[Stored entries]
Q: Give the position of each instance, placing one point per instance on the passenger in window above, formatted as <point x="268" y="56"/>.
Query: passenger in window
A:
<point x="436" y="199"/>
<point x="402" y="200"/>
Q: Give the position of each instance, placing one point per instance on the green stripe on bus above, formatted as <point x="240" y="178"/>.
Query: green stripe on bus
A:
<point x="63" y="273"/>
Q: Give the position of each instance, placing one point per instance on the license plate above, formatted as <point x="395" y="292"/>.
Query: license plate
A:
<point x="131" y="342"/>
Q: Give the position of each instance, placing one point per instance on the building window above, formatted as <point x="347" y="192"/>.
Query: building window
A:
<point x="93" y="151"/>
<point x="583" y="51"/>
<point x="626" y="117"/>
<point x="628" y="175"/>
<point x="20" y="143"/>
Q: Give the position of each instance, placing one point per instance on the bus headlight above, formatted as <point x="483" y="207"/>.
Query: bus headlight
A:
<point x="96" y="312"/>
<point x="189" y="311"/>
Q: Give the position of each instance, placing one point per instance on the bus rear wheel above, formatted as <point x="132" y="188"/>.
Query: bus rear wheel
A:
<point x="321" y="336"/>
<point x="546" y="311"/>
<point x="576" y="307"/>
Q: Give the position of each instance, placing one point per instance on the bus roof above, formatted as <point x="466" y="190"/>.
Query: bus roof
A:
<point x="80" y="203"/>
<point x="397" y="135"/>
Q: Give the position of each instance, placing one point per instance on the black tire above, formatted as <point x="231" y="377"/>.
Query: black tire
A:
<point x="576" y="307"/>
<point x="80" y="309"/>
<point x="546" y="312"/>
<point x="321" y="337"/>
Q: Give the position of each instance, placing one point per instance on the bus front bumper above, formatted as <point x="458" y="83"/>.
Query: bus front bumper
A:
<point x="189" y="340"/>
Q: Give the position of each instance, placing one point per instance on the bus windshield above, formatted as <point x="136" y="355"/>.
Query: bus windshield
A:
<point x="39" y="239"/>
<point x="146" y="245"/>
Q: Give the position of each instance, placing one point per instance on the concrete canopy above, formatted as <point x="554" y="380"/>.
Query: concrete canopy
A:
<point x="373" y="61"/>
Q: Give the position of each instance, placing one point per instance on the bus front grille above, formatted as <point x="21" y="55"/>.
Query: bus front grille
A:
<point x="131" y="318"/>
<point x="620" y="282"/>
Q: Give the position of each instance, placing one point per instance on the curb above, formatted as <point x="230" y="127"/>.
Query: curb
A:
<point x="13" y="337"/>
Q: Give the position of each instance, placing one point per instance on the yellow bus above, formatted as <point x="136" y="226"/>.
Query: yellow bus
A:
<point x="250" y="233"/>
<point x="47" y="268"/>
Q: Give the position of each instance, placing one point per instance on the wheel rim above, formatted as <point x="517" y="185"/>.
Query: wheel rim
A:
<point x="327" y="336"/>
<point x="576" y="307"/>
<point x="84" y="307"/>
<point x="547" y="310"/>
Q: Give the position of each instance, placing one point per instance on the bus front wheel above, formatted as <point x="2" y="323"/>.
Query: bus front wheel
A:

▸ Work instructions
Each line above must be reproduced exactly.

▸ Exercise response
Q: Give the position of each instance, placing one point per instance on the passenger in window above, formatted as <point x="268" y="56"/>.
Query: passenger in window
A:
<point x="436" y="199"/>
<point x="402" y="200"/>
Q: Give the position of each instance, placing one point per instance on the green stripe on bus above, formatted as <point x="240" y="178"/>.
Query: green stripe on bus
A:
<point x="63" y="273"/>
Q: Give the position of each instance, placing one point per instance on the license plate above, formatted as <point x="395" y="292"/>.
Query: license plate
A:
<point x="131" y="342"/>
Q: Give the position of each instance, placing one point per instance on the building window above, formatted as <point x="347" y="192"/>.
Query: building window
A:
<point x="93" y="151"/>
<point x="583" y="51"/>
<point x="626" y="117"/>
<point x="628" y="175"/>
<point x="20" y="143"/>
Q: Give the position of each instance, placing one point per instance on the bus headlight above, formatted as <point x="483" y="207"/>.
Query: bus headlight
A:
<point x="96" y="312"/>
<point x="189" y="311"/>
Q: Give the position of each instance, placing one point per instance on the bus rear wheel above, formatted as <point x="132" y="188"/>.
Query: bus rear wheel
A:
<point x="321" y="336"/>
<point x="546" y="311"/>
<point x="576" y="307"/>
Q: Give the position of each instance, placing one point per instance on the bus roof above, formatted as <point x="466" y="190"/>.
Query: bus roof
A:
<point x="80" y="203"/>
<point x="397" y="135"/>
Q: Give the position of each instance, placing one point per instance on the black tire above, formatted as <point x="231" y="377"/>.
Query: black tire
A:
<point x="576" y="307"/>
<point x="80" y="309"/>
<point x="546" y="312"/>
<point x="321" y="337"/>
Q: Give the position of each instance, placing one point per instance on the bus front bumper above, formatted as <point x="458" y="83"/>.
Query: bus front bumper
A:
<point x="189" y="340"/>
Q: Give the position of each instance, placing one point per instance on the bus windshield above, formatted as <point x="136" y="355"/>.
Query: bus windshield
A:
<point x="39" y="239"/>
<point x="146" y="245"/>
Q: Give the position of each instance, placing one point per instance on the concrete canopy above, formatted as <point x="554" y="380"/>.
Query: concrete canopy
A:
<point x="373" y="61"/>
Q: Give the position of each instance, placing one point per instance on the bus front grille above, formatted as <point x="21" y="55"/>.
Query: bus front grille
A:
<point x="131" y="318"/>
<point x="620" y="282"/>
Q: Give the position of each instance, placing one point per instance on the curb above, formatted as <point x="230" y="127"/>.
Query: curb
A:
<point x="13" y="337"/>
Q: Give the position of each instance, placing one point per instance on the yellow bus above, formatted as <point x="136" y="226"/>.
Query: yellow bus
A:
<point x="250" y="233"/>
<point x="47" y="268"/>
Q: Give the position of each instance, placing one point per instance on the wheel rim above, formatted as <point x="517" y="185"/>.
Query: wheel rim
A:
<point x="327" y="336"/>
<point x="576" y="307"/>
<point x="84" y="307"/>
<point x="547" y="310"/>
Q: Give the position of each instance, placing one point per instance on the bus front wheel above, formatted as <point x="2" y="323"/>.
Query: bus front wheel
A:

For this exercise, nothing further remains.